• YOUR TASK
Reproduce, from the lines below, exactly the stretch that begins at the line containing "Locate every instance of the khaki" and ends at the line containing "Locate every instance of the distant building", both included.

[[ RECORDS FOR THE EXERCISE open ]]

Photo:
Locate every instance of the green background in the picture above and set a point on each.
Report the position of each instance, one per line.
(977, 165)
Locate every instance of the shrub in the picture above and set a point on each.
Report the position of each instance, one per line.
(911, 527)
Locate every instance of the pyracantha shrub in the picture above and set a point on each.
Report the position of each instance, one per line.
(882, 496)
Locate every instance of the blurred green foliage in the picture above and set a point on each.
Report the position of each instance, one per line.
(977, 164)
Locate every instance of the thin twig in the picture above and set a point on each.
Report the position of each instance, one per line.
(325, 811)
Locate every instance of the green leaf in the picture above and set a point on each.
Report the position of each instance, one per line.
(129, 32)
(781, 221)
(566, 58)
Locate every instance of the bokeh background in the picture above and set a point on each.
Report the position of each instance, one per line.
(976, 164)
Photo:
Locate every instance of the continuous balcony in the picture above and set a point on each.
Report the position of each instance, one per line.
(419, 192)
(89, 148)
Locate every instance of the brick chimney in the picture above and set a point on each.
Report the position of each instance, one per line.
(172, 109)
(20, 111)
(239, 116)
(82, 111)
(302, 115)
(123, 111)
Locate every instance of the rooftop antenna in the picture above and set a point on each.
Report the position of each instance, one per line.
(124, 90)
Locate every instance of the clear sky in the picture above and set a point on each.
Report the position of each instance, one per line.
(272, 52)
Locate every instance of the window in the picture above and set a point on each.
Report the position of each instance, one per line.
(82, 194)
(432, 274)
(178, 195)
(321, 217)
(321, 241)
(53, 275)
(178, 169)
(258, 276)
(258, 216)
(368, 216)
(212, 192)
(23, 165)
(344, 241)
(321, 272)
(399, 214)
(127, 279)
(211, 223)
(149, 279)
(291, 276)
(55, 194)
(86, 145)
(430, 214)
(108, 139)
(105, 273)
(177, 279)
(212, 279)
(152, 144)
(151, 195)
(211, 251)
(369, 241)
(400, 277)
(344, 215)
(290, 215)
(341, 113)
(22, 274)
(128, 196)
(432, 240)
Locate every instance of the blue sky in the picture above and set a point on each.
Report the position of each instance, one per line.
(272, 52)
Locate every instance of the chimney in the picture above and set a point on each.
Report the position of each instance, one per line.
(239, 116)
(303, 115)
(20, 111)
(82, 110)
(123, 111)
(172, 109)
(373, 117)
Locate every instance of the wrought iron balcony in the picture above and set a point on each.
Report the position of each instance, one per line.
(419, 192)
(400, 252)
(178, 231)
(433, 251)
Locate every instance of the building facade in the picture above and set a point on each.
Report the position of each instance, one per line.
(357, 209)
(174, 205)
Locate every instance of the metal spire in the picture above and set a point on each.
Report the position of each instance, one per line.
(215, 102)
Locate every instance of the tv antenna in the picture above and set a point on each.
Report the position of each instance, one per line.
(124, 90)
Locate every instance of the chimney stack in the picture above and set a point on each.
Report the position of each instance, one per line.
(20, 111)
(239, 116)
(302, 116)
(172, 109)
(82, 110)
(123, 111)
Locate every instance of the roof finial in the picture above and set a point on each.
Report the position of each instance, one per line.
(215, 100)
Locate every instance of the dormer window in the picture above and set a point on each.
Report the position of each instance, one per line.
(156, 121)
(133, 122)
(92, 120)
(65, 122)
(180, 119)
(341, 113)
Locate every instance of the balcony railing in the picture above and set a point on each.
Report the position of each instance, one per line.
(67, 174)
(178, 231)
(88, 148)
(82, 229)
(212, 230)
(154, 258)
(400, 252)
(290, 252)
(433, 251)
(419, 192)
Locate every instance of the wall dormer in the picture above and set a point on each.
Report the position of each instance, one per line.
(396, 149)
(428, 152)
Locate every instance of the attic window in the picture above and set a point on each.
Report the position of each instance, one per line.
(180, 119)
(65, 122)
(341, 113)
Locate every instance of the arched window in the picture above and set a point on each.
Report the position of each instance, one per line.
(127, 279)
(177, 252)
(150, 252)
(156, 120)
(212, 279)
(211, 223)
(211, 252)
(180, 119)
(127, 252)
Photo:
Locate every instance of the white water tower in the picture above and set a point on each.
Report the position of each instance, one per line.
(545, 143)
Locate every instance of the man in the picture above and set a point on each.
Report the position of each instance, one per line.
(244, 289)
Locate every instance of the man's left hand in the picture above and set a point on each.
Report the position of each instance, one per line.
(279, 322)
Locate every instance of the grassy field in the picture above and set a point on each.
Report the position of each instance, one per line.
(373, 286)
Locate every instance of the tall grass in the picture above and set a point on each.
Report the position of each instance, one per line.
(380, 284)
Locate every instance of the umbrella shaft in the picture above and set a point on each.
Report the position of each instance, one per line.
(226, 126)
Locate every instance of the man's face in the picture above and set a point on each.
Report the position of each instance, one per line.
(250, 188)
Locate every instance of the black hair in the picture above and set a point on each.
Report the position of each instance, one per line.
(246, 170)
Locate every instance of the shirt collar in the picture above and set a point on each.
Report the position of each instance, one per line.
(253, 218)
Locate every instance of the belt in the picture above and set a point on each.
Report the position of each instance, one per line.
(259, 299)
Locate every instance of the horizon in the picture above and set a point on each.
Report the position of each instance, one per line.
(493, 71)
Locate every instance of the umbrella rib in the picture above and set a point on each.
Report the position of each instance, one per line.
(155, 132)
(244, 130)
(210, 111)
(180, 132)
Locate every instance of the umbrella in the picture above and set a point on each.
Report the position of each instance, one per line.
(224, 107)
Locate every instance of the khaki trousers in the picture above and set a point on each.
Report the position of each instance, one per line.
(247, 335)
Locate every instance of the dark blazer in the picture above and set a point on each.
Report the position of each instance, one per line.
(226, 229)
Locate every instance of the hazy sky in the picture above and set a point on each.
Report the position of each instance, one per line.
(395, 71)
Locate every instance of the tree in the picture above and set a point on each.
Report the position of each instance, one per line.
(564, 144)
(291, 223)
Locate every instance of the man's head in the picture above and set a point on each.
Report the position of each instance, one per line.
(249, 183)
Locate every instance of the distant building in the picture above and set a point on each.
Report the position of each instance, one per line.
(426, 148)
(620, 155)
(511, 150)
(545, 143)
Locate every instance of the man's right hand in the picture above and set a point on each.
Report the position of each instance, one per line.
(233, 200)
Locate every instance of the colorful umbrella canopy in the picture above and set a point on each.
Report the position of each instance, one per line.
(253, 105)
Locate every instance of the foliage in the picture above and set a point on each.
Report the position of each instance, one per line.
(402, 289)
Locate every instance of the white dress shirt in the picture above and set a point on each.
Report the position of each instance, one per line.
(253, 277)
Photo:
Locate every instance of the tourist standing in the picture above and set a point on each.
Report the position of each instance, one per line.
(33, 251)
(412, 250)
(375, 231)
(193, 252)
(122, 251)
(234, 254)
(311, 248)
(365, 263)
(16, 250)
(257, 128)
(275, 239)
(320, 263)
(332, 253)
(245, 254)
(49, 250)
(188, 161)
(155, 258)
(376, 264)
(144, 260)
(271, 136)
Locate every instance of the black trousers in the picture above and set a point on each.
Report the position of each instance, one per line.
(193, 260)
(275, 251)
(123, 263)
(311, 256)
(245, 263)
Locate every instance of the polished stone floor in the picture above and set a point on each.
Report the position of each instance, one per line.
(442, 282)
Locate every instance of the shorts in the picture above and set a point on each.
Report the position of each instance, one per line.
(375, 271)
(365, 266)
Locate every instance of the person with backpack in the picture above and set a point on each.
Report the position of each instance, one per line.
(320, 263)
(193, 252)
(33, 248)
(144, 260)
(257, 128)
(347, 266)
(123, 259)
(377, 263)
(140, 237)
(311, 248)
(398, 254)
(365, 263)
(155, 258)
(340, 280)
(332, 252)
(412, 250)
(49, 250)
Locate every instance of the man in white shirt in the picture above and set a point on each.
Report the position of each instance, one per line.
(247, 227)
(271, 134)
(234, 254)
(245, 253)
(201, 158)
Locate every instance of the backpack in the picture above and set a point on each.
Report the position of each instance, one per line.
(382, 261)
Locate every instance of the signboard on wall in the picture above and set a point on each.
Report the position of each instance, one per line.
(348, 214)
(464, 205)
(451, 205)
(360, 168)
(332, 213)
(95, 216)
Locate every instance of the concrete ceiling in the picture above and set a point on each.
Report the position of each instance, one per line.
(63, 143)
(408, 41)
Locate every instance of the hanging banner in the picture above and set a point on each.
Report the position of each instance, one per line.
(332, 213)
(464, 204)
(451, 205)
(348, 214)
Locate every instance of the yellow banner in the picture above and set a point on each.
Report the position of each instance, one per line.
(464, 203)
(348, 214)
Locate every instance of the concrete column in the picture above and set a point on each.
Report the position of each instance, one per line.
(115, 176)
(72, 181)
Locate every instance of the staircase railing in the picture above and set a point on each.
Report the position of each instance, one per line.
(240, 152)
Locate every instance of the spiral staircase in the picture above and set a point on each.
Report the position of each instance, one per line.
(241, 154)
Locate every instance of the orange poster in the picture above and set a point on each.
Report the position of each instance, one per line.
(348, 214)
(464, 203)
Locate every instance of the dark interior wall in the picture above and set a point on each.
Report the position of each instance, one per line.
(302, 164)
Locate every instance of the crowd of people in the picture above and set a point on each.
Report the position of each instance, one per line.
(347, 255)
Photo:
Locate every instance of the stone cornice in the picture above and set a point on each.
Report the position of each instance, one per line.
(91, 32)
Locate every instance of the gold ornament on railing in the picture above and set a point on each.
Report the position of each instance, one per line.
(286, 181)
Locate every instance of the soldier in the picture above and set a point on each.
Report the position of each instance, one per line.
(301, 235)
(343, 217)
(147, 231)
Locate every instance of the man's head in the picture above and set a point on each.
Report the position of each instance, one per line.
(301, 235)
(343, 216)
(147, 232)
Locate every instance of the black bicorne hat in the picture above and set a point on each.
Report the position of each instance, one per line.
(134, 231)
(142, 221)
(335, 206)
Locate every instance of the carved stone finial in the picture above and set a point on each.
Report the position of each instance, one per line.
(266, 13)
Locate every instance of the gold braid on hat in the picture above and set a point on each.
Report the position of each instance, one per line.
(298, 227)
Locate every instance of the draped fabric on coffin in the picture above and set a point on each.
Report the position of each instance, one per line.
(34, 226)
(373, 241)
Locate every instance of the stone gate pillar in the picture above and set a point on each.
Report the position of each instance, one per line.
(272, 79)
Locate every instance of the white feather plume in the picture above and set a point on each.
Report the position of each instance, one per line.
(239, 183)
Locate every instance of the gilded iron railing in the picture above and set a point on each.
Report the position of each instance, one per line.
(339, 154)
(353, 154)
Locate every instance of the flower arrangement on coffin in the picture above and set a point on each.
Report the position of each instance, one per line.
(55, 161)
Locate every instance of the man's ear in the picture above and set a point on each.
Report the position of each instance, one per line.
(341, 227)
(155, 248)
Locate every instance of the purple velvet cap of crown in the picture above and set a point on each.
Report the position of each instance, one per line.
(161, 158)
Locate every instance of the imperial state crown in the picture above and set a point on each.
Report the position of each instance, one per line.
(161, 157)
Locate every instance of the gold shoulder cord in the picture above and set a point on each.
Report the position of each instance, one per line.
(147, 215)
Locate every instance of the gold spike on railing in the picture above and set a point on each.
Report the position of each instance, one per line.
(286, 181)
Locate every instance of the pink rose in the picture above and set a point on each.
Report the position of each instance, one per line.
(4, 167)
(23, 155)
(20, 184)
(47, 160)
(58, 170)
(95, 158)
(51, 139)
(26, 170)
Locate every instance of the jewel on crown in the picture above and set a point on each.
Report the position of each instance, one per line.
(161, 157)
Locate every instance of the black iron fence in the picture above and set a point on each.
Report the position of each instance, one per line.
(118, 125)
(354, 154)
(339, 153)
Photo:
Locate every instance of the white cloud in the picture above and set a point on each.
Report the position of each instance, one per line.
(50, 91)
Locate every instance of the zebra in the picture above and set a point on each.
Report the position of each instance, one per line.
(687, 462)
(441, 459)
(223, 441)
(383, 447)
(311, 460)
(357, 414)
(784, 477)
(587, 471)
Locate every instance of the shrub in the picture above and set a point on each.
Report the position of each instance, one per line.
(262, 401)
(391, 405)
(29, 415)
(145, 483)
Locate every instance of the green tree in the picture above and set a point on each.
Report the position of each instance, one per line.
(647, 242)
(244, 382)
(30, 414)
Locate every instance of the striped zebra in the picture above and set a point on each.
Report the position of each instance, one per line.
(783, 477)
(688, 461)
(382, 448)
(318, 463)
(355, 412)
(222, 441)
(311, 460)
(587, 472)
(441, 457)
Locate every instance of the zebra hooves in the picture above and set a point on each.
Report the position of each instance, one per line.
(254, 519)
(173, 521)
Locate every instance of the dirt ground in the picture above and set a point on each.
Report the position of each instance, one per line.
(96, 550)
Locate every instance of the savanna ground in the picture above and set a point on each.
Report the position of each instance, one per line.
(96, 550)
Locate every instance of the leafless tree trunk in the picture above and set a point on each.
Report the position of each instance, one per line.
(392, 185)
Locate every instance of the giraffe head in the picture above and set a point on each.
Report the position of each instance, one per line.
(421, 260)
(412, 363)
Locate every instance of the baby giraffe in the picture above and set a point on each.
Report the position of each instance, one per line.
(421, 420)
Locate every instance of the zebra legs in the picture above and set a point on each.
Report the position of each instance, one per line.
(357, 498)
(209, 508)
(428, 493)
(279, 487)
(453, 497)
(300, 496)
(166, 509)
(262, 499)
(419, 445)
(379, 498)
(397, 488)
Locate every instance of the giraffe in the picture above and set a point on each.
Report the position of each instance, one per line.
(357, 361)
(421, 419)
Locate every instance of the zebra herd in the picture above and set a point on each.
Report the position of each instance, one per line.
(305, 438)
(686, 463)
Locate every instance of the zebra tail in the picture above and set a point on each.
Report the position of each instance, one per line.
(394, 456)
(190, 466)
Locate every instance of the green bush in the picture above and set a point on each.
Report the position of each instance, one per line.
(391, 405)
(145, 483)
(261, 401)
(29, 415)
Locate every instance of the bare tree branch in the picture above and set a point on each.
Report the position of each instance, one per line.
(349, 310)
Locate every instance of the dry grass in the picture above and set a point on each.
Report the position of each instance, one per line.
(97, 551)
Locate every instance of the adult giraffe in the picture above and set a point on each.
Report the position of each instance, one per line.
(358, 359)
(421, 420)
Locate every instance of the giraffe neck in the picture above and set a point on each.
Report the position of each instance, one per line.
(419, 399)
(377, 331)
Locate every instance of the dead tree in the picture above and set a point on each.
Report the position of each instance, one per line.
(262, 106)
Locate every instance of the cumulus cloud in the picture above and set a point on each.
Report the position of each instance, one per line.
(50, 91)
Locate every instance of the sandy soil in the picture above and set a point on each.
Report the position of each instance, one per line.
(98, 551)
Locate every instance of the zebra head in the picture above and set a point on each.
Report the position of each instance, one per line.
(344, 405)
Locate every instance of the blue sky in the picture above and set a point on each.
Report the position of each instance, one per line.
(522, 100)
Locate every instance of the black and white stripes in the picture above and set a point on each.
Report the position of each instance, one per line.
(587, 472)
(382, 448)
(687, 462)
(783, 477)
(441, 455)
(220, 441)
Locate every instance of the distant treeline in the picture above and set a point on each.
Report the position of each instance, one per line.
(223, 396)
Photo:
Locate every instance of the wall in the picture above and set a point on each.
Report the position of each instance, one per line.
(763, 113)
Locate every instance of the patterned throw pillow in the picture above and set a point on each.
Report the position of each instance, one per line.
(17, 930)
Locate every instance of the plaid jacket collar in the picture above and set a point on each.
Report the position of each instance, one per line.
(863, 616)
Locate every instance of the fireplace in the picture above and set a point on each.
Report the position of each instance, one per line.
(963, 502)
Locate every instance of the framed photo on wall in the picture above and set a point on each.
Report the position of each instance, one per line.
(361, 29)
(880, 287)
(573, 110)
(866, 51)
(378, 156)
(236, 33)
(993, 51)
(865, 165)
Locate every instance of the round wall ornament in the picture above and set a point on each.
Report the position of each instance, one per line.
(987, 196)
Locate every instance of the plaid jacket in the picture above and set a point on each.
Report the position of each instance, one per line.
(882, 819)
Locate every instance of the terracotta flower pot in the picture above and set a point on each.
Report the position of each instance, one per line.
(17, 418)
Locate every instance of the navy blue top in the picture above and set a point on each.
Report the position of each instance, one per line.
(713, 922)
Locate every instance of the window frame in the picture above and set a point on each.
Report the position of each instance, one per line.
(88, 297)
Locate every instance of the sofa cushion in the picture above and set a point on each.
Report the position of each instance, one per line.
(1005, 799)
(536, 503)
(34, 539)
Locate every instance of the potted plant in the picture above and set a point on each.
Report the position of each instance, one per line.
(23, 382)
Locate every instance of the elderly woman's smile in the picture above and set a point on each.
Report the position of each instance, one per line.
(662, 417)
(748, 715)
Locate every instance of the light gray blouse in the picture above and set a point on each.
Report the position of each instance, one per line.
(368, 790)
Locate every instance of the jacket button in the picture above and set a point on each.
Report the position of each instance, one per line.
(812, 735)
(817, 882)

[[ RECORDS FOR THE EXERCISE closed ]]

• TASK RESULT
Locate every instance of the khaki trousers in the picture above and set a point on each.
Report the position of each instance, one per line.
(247, 335)
Locate every instance of the dark blazer in the picture above and set a point on each.
Report the position of each instance, one per line.
(226, 229)
Locate every instance of the hazy sky in the picture above and set a point on each.
Report the position of each instance, one per line.
(395, 71)
Locate every instance of the tree in the picture above and set a point on each.
Report the position of each instance, one per line.
(564, 144)
(291, 223)
Locate every instance of the man's head in the picture above and set a point on each.
Report the position of each instance, one per line.
(249, 183)
Locate every instance of the distant building in the picture above and set a point on each.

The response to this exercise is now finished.